--- Problem to work on ---
Begin with the line holding "the white goose", then print every line after it through the end of the data, exactly and with nothing added.

[[ Extracted data, beginning ]]

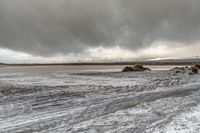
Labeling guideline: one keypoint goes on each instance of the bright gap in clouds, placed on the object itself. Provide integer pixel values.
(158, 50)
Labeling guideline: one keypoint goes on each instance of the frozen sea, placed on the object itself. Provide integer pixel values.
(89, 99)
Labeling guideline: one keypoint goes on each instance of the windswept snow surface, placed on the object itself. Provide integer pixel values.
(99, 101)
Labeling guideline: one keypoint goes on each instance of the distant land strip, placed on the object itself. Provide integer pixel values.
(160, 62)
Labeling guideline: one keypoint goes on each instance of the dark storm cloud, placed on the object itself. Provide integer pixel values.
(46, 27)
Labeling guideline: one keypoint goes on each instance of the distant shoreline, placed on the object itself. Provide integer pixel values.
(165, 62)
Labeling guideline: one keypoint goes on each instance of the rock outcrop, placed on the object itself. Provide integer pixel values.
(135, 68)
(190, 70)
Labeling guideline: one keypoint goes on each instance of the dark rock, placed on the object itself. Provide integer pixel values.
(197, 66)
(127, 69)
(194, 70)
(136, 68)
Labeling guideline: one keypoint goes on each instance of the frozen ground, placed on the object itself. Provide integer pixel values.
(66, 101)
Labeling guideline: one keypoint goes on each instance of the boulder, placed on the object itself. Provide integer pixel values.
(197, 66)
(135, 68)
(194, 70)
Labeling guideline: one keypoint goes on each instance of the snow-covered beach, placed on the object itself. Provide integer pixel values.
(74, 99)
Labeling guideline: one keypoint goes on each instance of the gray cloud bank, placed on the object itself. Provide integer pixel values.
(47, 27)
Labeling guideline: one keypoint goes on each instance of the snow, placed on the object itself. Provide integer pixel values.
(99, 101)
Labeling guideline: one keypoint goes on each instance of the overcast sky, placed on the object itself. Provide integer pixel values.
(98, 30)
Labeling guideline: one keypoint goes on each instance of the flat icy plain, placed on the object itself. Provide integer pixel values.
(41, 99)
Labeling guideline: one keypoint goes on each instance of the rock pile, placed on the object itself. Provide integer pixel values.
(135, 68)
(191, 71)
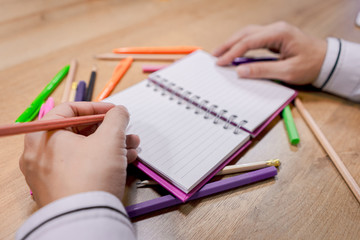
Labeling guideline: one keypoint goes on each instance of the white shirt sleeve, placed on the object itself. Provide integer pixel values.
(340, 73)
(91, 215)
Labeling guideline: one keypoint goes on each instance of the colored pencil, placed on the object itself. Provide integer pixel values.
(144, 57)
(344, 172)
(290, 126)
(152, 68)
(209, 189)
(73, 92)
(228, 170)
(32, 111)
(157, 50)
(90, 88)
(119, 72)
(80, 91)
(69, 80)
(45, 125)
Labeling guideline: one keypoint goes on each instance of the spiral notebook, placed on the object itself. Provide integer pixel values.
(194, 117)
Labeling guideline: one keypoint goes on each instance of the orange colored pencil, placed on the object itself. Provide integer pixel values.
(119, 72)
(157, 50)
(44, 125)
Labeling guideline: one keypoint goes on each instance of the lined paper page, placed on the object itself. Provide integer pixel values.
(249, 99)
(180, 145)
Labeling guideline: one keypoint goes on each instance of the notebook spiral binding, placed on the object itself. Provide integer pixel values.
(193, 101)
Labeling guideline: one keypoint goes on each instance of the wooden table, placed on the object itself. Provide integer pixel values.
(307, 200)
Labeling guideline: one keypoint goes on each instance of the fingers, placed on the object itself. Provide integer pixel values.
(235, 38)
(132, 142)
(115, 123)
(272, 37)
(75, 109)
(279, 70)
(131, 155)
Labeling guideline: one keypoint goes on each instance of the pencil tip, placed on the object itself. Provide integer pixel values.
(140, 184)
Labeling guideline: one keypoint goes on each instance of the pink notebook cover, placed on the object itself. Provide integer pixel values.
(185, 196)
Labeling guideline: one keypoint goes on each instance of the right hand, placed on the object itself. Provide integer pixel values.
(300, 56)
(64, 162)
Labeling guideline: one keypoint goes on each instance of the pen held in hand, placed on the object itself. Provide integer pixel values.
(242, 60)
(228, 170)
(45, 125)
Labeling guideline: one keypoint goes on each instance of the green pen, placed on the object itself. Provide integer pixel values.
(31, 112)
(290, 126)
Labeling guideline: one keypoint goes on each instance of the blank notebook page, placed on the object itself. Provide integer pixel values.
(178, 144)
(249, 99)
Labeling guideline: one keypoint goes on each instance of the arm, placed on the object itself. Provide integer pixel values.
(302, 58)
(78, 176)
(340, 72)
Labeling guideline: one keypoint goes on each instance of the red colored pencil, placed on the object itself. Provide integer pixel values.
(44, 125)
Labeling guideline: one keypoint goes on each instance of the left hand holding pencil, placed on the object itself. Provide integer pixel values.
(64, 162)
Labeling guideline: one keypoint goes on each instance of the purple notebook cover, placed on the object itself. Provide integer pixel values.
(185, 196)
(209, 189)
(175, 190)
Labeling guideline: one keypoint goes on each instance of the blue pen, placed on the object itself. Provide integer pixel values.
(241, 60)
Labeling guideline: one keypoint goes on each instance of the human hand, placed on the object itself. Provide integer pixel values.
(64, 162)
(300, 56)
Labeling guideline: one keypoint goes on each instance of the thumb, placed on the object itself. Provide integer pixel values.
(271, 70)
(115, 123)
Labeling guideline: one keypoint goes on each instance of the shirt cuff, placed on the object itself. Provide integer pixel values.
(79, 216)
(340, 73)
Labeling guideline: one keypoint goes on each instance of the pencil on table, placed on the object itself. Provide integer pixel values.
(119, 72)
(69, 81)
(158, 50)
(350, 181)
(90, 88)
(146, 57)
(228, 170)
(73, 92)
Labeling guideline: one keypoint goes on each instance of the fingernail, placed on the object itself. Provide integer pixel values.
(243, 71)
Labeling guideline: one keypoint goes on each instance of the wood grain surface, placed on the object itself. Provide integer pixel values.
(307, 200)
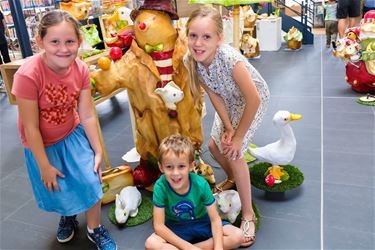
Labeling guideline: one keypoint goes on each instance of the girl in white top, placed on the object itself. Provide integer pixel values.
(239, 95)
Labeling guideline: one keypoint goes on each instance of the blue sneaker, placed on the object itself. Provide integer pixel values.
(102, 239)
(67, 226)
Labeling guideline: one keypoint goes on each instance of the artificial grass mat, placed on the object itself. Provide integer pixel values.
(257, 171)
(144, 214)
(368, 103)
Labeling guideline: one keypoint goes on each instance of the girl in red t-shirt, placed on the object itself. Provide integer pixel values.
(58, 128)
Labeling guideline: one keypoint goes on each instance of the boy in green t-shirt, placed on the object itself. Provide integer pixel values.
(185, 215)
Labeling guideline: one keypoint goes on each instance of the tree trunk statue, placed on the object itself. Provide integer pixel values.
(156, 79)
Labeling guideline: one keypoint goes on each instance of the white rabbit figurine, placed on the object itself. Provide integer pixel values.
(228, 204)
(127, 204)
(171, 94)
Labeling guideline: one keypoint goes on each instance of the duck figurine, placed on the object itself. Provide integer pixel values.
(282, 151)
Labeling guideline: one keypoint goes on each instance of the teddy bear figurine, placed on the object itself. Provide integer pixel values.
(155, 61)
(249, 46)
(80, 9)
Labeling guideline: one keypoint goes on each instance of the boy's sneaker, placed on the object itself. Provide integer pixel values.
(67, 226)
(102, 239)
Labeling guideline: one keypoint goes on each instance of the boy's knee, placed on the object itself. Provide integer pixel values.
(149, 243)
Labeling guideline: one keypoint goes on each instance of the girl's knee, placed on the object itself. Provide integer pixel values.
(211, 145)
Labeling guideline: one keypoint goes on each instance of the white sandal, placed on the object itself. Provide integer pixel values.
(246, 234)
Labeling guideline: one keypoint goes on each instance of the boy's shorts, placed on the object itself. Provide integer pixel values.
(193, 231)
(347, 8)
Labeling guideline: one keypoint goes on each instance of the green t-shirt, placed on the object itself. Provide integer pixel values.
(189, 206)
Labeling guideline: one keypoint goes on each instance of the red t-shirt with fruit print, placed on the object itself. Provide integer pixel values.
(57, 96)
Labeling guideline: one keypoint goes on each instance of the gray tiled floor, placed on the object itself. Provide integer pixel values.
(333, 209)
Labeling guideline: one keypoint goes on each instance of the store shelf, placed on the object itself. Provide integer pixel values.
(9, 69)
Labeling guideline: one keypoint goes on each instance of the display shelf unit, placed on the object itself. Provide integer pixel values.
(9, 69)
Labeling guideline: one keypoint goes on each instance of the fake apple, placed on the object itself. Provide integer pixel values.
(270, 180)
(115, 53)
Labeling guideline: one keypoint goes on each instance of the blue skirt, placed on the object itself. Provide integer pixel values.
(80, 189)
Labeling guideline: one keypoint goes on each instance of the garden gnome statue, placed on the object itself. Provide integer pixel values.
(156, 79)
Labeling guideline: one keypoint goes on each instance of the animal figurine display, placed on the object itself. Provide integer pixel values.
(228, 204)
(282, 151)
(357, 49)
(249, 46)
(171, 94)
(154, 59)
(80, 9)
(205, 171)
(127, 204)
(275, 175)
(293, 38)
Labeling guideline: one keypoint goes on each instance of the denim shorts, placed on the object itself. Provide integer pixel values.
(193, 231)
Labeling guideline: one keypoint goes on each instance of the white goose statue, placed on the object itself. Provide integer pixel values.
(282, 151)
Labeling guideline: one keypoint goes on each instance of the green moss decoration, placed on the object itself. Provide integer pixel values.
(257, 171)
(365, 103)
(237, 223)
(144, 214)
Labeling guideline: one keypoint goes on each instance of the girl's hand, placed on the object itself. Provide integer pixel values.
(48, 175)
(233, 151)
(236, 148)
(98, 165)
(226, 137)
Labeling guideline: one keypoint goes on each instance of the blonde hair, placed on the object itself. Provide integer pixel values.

[[ Extracted data, end ]]

--- Result of this task ---
Labeling guideline: one keypoint goes on each instance of the white goose statue, placed on the object itself. Provide integer pixel values.
(282, 151)
Labeling guideline: one keypoint goes on each instance of the green moss decoration, placed on the object itself. Provide integer pixel values.
(257, 171)
(365, 103)
(237, 223)
(144, 214)
Labeling guideline: one keypoint goes on each instance of the girl's hand, placed on the object itself. Provide integer pixel values.
(48, 175)
(233, 151)
(236, 148)
(98, 165)
(226, 137)
Labeling guideline: one keypoint goes on each instance of the blonde hair, placed on the object itself. Provide integer pixel values.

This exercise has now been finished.